> **The data**
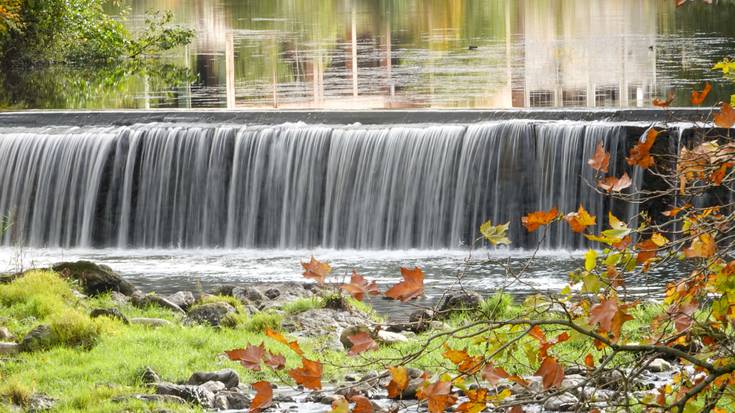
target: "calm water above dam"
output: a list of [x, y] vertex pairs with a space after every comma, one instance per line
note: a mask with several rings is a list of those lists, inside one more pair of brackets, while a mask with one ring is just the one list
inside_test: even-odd
[[705, 80], [706, 104], [734, 92], [711, 70], [735, 49], [730, 0], [121, 3], [133, 29], [151, 9], [196, 29], [166, 58], [177, 70], [0, 75], [0, 106], [645, 107], [669, 91], [687, 105]]

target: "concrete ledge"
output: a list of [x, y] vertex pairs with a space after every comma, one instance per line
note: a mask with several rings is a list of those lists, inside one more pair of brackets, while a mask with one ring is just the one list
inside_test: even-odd
[[134, 123], [234, 123], [274, 125], [284, 122], [365, 125], [411, 123], [474, 123], [503, 119], [691, 122], [701, 121], [710, 109], [503, 109], [503, 110], [110, 110], [0, 112], [0, 126], [105, 126]]

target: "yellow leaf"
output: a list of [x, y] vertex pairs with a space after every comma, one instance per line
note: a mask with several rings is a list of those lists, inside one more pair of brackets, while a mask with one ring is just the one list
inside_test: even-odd
[[493, 225], [493, 223], [488, 220], [484, 224], [480, 225], [480, 233], [493, 245], [507, 245], [510, 244], [510, 240], [507, 237], [509, 224], [509, 222], [506, 222], [501, 225]]
[[592, 271], [593, 268], [597, 265], [597, 251], [595, 250], [589, 250], [586, 254], [584, 254], [584, 269], [587, 271]]
[[661, 235], [660, 233], [655, 233], [651, 235], [651, 241], [653, 241], [656, 246], [663, 247], [664, 245], [669, 243], [669, 239]]

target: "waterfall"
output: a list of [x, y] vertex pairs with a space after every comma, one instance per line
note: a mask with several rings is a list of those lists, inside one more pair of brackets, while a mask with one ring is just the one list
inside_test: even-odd
[[[0, 128], [0, 214], [13, 221], [2, 244], [440, 249], [470, 244], [491, 219], [510, 221], [513, 245], [532, 248], [539, 233], [520, 225], [531, 211], [581, 203], [598, 230], [609, 210], [637, 214], [590, 187], [600, 141], [622, 158], [626, 127]], [[584, 245], [563, 225], [542, 244]]]

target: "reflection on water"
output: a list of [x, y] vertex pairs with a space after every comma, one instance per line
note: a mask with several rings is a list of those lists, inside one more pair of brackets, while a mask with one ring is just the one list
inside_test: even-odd
[[[735, 45], [735, 2], [123, 0], [128, 24], [171, 9], [197, 39], [170, 62], [189, 87], [131, 76], [28, 107], [626, 107], [680, 105]], [[118, 10], [111, 10], [113, 13]], [[54, 82], [53, 76], [46, 76]], [[5, 81], [6, 88], [8, 81]], [[82, 86], [77, 86], [77, 89]], [[57, 90], [61, 89], [61, 90]], [[732, 92], [716, 84], [710, 101]], [[40, 92], [42, 93], [42, 92]], [[70, 90], [69, 93], [79, 93]], [[2, 92], [0, 92], [2, 96]]]

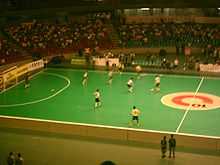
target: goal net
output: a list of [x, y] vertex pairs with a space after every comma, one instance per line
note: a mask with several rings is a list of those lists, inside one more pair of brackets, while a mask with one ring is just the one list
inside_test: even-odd
[[17, 66], [13, 66], [9, 69], [4, 70], [0, 76], [0, 87], [1, 90], [5, 90], [6, 88], [17, 84], [18, 76], [17, 76]]
[[44, 67], [43, 60], [38, 60], [24, 64], [22, 66], [13, 66], [0, 72], [0, 91], [16, 85], [24, 79], [26, 73], [34, 74]]

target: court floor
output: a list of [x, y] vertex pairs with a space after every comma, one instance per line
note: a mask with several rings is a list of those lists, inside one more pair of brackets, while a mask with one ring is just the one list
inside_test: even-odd
[[[122, 129], [172, 132], [220, 137], [220, 79], [161, 75], [160, 92], [152, 92], [155, 74], [46, 69], [30, 80], [0, 93], [0, 116], [34, 120], [84, 123]], [[134, 92], [126, 83], [134, 78]], [[94, 108], [94, 91], [101, 92], [102, 106]], [[130, 125], [132, 107], [140, 111], [140, 126]]]

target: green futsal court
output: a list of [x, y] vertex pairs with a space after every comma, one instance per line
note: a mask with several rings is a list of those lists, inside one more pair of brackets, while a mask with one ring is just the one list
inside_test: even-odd
[[[20, 83], [0, 93], [0, 115], [120, 128], [220, 137], [220, 79], [161, 75], [161, 91], [154, 93], [154, 74], [47, 69], [36, 74], [25, 89]], [[126, 83], [134, 78], [134, 92]], [[101, 92], [102, 106], [94, 109], [94, 91]], [[131, 109], [141, 111], [140, 126], [130, 126]]]

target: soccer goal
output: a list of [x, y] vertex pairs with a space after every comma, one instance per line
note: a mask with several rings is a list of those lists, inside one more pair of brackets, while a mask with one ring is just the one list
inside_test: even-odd
[[4, 70], [0, 76], [0, 89], [3, 91], [18, 82], [17, 66]]

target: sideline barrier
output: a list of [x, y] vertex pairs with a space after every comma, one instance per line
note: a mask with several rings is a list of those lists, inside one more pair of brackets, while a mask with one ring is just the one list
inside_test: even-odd
[[199, 68], [201, 72], [220, 73], [220, 65], [218, 64], [200, 64]]
[[109, 63], [109, 66], [119, 65], [119, 58], [93, 58], [94, 64], [97, 66], [106, 66], [106, 63]]
[[0, 74], [0, 91], [4, 89], [3, 76]]
[[[156, 146], [160, 146], [160, 140], [163, 136], [166, 135], [169, 138], [169, 135], [172, 133], [9, 116], [0, 116], [0, 127], [41, 131], [45, 133], [78, 135], [106, 140], [119, 140], [123, 142], [137, 142]], [[173, 134], [175, 134], [178, 148], [220, 152], [220, 137], [198, 136], [183, 133]]]
[[199, 17], [199, 16], [140, 16], [140, 15], [130, 15], [126, 16], [126, 23], [161, 23], [163, 22], [175, 22], [175, 23], [209, 23], [209, 24], [219, 24], [219, 17]]

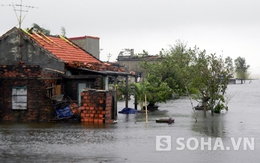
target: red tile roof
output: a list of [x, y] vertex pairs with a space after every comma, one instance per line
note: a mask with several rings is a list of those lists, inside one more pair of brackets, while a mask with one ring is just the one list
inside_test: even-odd
[[[16, 27], [9, 30], [17, 30]], [[46, 36], [41, 32], [35, 33], [33, 31], [26, 31], [20, 29], [32, 40], [42, 46], [45, 50], [49, 51], [57, 58], [63, 60], [65, 64], [72, 68], [87, 68], [96, 71], [117, 71], [125, 72], [124, 69], [112, 66], [111, 64], [104, 63], [99, 59], [95, 58], [93, 55], [89, 54], [78, 45], [69, 41], [67, 38], [62, 36]], [[7, 34], [6, 33], [6, 34]], [[4, 37], [2, 35], [0, 38]], [[87, 37], [87, 36], [86, 36]]]
[[102, 61], [98, 60], [97, 58], [62, 36], [46, 36], [42, 33], [28, 33], [26, 31], [24, 32], [31, 36], [41, 46], [43, 46], [44, 49], [54, 54], [65, 63], [77, 61], [102, 64]]

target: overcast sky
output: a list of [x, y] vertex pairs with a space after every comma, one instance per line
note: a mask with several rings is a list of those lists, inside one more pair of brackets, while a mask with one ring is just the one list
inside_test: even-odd
[[[9, 4], [21, 0], [0, 0], [0, 35], [18, 27]], [[33, 23], [52, 35], [100, 37], [101, 60], [115, 61], [124, 48], [135, 53], [157, 54], [176, 40], [198, 46], [208, 54], [233, 59], [241, 56], [252, 76], [260, 77], [259, 0], [23, 0], [29, 8], [22, 28]], [[15, 7], [17, 10], [19, 7]], [[27, 8], [24, 8], [24, 10]], [[19, 15], [18, 11], [17, 14]]]

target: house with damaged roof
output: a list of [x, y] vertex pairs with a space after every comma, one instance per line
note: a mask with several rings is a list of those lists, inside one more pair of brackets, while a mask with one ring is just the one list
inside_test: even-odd
[[50, 121], [65, 97], [81, 121], [111, 122], [109, 80], [128, 75], [65, 37], [14, 27], [0, 36], [0, 121]]

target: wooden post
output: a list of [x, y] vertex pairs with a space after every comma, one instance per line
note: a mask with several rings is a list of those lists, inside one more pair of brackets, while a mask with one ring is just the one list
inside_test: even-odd
[[126, 76], [125, 79], [125, 88], [126, 88], [126, 93], [125, 93], [125, 107], [128, 108], [128, 75]]
[[147, 113], [147, 101], [146, 101], [146, 94], [144, 96], [144, 101], [145, 101], [145, 123], [148, 123], [148, 113]]
[[206, 117], [207, 116], [207, 107], [206, 107], [206, 102], [204, 101], [204, 99], [203, 99], [202, 105], [203, 105], [204, 117]]
[[[135, 83], [137, 83], [137, 75], [135, 75]], [[135, 110], [137, 110], [137, 96], [135, 95]]]

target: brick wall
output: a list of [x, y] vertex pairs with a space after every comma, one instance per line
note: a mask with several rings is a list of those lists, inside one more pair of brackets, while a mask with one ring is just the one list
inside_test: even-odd
[[86, 90], [81, 93], [81, 122], [112, 123], [112, 92]]
[[[55, 73], [43, 72], [39, 66], [0, 66], [0, 121], [49, 121], [53, 107], [46, 87], [57, 79]], [[27, 88], [27, 109], [12, 109], [12, 88]]]

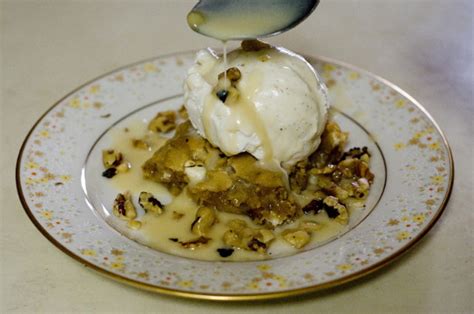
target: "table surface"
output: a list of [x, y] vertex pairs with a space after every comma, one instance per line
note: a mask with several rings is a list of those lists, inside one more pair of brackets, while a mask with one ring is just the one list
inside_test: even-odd
[[0, 2], [0, 312], [474, 311], [473, 1], [322, 1], [296, 29], [270, 40], [352, 63], [405, 89], [445, 131], [457, 172], [440, 221], [403, 258], [329, 291], [252, 304], [167, 297], [99, 276], [50, 244], [16, 195], [19, 147], [56, 100], [116, 67], [218, 46], [186, 26], [195, 1]]

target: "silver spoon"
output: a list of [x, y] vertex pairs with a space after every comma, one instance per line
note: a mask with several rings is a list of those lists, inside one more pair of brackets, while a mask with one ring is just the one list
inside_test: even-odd
[[200, 0], [187, 16], [196, 32], [243, 40], [283, 33], [307, 18], [319, 0]]

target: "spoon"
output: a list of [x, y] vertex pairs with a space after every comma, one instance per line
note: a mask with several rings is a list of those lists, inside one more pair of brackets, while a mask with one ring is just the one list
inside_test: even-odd
[[187, 16], [196, 32], [244, 40], [283, 33], [307, 18], [319, 0], [200, 0]]

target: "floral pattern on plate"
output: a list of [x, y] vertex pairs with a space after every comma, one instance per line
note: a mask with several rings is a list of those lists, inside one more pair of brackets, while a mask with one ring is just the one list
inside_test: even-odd
[[385, 156], [387, 181], [377, 206], [340, 238], [293, 256], [257, 262], [205, 262], [161, 253], [122, 236], [89, 208], [81, 188], [87, 152], [114, 122], [182, 93], [194, 53], [136, 63], [78, 88], [28, 134], [17, 186], [39, 230], [76, 260], [144, 289], [194, 298], [288, 296], [358, 278], [418, 241], [442, 213], [453, 162], [441, 131], [413, 98], [363, 70], [308, 58], [332, 105], [371, 134]]

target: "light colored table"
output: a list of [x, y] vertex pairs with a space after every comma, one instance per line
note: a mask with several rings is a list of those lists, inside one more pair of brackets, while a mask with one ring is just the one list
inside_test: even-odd
[[0, 312], [472, 312], [473, 11], [469, 0], [326, 0], [271, 42], [346, 61], [398, 84], [445, 130], [456, 179], [448, 208], [409, 254], [362, 280], [287, 300], [213, 303], [143, 292], [51, 245], [16, 196], [20, 144], [64, 94], [133, 61], [216, 46], [184, 21], [193, 1], [1, 2]]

> **What you should do**
Where a line of the data includes the string "court", list that line.

> **The answer**
target: court floor
target: green futsal court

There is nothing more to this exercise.